REQUIRED TASK: Please quote the listing below from the line with "Find the bathtub" to the line with "338 393 L 327", keeping both of those lines.

□ □ □

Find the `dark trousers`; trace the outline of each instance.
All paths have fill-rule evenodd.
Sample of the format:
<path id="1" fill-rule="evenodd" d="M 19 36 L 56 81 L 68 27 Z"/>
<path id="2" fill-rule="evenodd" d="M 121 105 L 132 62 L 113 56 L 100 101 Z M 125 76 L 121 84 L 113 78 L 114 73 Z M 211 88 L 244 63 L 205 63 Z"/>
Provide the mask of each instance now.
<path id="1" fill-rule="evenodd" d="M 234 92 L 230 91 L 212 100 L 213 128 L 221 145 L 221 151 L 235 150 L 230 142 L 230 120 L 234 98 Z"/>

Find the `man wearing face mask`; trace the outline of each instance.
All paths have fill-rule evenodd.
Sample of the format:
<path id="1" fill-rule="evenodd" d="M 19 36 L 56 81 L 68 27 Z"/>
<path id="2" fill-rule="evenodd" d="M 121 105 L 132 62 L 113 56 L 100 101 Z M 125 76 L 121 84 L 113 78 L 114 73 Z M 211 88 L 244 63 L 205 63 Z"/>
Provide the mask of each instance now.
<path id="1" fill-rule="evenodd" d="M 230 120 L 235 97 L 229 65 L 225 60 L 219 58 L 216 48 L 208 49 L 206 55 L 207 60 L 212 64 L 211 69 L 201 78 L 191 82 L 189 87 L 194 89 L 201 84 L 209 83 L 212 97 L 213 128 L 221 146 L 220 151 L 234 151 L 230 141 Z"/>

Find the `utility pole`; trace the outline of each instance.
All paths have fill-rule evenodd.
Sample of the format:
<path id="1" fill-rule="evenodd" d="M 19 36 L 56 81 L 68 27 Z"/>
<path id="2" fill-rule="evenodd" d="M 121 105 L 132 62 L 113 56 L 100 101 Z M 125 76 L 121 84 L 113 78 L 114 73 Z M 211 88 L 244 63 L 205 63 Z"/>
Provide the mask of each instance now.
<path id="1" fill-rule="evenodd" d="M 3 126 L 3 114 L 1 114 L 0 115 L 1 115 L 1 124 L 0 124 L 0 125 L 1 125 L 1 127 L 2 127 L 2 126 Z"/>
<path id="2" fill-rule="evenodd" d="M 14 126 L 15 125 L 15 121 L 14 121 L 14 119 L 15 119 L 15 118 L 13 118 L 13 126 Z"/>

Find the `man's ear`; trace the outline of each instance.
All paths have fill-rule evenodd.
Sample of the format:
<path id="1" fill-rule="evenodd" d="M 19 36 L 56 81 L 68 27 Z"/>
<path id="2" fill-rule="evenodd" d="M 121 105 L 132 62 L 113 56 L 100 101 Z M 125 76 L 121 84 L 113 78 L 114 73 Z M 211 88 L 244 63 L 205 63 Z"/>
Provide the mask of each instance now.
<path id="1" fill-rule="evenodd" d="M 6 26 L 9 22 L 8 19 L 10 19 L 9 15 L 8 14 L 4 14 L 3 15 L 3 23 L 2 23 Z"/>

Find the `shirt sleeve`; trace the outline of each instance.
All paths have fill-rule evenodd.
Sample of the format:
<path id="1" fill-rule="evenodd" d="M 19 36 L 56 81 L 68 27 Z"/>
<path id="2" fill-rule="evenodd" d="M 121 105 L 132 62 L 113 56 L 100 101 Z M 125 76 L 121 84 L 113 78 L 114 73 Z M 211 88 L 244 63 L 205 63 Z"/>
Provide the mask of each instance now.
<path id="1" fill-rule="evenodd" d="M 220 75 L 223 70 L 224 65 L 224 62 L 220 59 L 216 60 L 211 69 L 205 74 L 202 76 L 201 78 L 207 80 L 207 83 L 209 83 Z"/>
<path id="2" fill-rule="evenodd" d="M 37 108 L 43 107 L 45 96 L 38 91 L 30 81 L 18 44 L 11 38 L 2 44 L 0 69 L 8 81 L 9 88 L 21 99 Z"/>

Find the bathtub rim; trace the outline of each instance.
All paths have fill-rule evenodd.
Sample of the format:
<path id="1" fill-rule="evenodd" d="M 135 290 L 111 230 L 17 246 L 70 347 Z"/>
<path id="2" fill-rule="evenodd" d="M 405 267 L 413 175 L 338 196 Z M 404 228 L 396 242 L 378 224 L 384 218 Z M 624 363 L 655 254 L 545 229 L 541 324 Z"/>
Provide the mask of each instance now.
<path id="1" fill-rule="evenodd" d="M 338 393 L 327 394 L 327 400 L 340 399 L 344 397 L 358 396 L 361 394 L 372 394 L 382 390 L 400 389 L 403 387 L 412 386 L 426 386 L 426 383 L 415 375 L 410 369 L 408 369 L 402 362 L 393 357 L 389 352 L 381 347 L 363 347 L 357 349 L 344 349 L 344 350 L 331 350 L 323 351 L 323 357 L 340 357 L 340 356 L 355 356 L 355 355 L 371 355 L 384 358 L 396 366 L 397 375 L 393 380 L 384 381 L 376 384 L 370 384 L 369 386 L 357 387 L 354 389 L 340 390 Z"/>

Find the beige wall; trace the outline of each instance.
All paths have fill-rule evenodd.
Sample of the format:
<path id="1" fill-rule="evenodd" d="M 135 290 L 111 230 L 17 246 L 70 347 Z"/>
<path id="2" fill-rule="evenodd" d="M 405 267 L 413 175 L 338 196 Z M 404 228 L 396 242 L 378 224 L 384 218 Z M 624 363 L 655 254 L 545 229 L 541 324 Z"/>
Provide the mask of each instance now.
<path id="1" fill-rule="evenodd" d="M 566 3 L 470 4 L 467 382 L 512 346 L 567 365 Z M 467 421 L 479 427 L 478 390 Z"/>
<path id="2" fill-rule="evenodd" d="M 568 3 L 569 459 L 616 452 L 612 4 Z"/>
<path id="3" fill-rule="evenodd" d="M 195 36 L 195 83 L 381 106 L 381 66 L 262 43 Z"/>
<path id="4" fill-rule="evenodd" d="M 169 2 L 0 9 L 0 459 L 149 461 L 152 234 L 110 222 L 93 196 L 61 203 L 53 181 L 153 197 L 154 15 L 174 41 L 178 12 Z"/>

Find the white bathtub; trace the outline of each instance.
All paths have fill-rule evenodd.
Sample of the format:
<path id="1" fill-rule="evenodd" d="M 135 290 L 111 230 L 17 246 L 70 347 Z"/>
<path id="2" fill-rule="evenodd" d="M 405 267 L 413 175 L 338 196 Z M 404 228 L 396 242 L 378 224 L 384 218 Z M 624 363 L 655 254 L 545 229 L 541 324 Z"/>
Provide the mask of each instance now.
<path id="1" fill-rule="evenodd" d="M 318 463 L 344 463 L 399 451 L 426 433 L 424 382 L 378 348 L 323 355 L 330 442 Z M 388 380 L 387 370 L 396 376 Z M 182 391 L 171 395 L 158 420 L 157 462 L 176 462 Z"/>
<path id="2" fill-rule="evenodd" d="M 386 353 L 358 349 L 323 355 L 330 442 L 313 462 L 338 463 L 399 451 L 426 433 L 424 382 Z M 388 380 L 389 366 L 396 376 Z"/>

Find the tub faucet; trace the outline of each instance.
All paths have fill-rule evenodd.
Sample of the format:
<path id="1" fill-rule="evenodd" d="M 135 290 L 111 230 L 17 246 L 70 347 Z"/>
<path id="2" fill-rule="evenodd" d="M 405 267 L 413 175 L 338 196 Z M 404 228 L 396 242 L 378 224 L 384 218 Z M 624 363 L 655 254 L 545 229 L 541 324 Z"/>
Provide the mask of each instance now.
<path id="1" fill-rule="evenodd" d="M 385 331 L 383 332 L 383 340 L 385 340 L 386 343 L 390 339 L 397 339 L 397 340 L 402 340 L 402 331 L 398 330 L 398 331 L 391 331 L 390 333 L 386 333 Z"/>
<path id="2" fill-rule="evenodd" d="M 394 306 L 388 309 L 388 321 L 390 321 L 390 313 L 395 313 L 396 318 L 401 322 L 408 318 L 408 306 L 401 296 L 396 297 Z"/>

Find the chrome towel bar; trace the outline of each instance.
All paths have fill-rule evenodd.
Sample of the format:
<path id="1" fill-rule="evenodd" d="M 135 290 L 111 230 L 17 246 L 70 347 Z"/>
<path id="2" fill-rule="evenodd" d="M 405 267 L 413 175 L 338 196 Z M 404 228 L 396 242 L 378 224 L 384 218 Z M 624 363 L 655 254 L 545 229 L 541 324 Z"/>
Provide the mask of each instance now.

□ □ □

RIGHT ANSWER:
Find the bathtub rim; trace the outline of each instance.
All paths have fill-rule evenodd.
Sample of the format:
<path id="1" fill-rule="evenodd" d="M 135 290 L 111 230 L 17 246 L 70 347 Z"/>
<path id="2" fill-rule="evenodd" d="M 405 267 L 413 175 L 338 196 Z M 404 228 L 396 242 L 378 224 L 384 218 Z M 624 363 L 655 254 L 545 229 L 541 324 Z"/>
Provide the mask of each instance now.
<path id="1" fill-rule="evenodd" d="M 338 393 L 327 394 L 327 400 L 340 399 L 344 397 L 358 396 L 361 394 L 372 394 L 382 390 L 400 389 L 403 387 L 412 386 L 426 386 L 426 383 L 415 375 L 410 369 L 408 369 L 402 362 L 393 357 L 389 352 L 381 347 L 363 347 L 357 349 L 344 349 L 344 350 L 331 350 L 323 351 L 323 357 L 340 357 L 340 356 L 355 356 L 355 355 L 371 355 L 384 358 L 396 366 L 397 375 L 393 380 L 384 381 L 376 384 L 370 384 L 369 386 L 357 387 L 354 389 L 340 390 Z"/>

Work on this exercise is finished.